- _Stated task 1_
For the wetland article, decide whether each statement agrees with it: (a) About 7000 native trees, all sourced locally, were planted in one stage of the project. (b) The creek was straightened into a ditch in the 1990s. (c) Tasman District Council gave consent and technical support for the regeneration. For each, reply yes or no and quote the words of the wetland article that settle it.

- _Text extract_

A meandering creek was straightened into “a nice straight ditch” and “a whole lot of crack willows” were removed back in the 1980s. But now that is all changing, he says.

The regeneration has been made possible by Jobs for Nature with consent and technical support from Tasman District Council, Reilly says.

“The first stage was done a couple of years ago, which Kathy and I planted. And then the next stage was done last autumn and that was a bigger area.

“And so, folks came in and did the planting for us on that when we think it was about 7000 native trees, which were sourced locally, which was great.”

One final stage this coming autumn will complete the wetland. Even at this stage of the project, Reilly says wildlife is coming back to the area.

“The dry creek ditch approach that I was talking about is now back into a meandering creek.

“And some of those wee small springs in the sides of the banks have been made into lakes and little wee ponds and lakes, we've always got heaps of pukeko and mallards, but the I guess the most significant one that we've seen as in the area has been some juvenile bitterns.”

The whole project has been run as a collaboration, he says

“We've had the local iwi involved at stage two as well, with a karakia at the beginning of the project there. We've also had Project De-Vine have been coming in and they did the main planting as well, which is a wonderful group in Golden Bay looking at getting rid of wilding, pines and the banana passionfruit.”

Having spent many years as a young man straightening the creek and cutting trees with a chainsaw, he’s happy to see the land regenerating, he says.

“When you see it progressing like it is with the new growth for the last two years on the natives, it’s a beautiful area now.”

- _Stored data_
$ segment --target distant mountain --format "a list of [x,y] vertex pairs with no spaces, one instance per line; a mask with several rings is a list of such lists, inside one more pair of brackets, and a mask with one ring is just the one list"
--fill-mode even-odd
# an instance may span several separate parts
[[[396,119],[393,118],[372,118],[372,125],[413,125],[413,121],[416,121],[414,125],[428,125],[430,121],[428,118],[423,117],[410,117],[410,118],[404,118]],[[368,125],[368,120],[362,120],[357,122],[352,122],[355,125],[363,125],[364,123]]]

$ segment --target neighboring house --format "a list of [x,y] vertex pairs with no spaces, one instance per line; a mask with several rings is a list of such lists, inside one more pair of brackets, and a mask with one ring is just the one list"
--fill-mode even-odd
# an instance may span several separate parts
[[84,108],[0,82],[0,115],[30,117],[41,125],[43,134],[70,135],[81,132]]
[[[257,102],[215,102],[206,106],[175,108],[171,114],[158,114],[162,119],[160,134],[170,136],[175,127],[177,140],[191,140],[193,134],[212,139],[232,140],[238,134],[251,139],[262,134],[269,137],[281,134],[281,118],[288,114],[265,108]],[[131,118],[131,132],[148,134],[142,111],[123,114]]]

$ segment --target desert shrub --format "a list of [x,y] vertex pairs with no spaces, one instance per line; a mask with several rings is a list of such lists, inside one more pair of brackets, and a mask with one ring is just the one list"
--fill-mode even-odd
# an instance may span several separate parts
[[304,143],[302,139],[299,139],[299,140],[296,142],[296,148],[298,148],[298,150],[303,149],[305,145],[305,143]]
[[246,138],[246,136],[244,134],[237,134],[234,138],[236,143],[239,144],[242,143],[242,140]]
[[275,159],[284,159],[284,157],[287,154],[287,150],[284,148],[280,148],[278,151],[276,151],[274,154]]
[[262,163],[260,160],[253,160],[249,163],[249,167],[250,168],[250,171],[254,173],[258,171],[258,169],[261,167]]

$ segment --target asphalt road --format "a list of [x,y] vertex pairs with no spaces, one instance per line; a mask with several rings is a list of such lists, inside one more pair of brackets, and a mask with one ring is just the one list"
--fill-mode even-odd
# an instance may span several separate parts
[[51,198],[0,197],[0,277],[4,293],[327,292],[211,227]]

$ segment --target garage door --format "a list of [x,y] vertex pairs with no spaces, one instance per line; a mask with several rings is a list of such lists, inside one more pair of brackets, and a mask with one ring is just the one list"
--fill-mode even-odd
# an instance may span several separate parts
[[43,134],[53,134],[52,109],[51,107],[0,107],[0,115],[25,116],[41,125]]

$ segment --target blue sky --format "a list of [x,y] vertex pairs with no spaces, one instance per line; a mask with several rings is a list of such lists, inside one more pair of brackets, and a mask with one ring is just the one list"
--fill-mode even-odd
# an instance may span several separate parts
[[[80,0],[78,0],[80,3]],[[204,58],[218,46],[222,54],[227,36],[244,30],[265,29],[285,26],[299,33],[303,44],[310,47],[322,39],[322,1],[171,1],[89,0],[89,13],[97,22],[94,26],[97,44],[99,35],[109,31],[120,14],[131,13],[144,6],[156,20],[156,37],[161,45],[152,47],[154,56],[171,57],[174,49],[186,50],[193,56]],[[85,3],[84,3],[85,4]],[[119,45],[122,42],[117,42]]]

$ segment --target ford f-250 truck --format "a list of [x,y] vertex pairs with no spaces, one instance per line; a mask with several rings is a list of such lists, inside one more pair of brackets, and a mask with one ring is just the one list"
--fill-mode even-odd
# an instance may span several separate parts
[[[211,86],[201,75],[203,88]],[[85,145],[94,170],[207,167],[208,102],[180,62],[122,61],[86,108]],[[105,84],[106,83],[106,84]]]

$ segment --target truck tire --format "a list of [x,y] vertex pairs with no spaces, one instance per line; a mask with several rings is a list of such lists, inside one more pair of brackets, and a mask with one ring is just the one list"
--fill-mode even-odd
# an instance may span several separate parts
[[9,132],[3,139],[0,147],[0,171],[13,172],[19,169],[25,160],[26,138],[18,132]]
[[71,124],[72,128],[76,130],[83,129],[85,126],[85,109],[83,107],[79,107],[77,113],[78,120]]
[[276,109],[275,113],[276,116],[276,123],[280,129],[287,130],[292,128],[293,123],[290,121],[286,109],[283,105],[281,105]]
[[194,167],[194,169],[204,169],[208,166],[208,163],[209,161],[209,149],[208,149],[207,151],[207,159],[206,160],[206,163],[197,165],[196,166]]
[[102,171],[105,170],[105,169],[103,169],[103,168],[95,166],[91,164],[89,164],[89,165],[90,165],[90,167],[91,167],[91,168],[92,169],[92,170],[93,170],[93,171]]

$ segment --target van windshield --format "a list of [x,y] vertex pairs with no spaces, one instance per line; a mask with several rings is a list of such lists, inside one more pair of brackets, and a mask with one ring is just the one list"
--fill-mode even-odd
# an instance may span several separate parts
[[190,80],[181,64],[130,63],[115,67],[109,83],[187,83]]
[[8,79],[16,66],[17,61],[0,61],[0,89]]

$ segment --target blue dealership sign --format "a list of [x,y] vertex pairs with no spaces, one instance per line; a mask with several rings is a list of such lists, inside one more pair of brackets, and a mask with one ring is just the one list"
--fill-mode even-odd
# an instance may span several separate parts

- _Stated task 2_
In the rows, swap "asphalt road" for "paved road" in everything from the line containing "segment --target asphalt" down to the line containing "[[51,198],[0,197],[0,277],[4,293],[327,292],[211,227]]". Return only those lines, with nothing else changed.

- _Written answer 1_
(a) Yes: "about 7000 native trees, which were sourced locally"
(b) No: "back in the 1980s"
(c) Yes: "with consent and technical support from Tasman District Council"

- _Written answer 2_
$ segment --target paved road --format "a list of [x,y] vertex pairs with no spaces, one instance per line; a mask with several rings is a list of such lists, inside one more pair of brackets, and a mask with one ring is just the one list"
--fill-mode even-odd
# an instance may span several separate parts
[[51,198],[0,197],[0,277],[4,293],[327,292],[211,227]]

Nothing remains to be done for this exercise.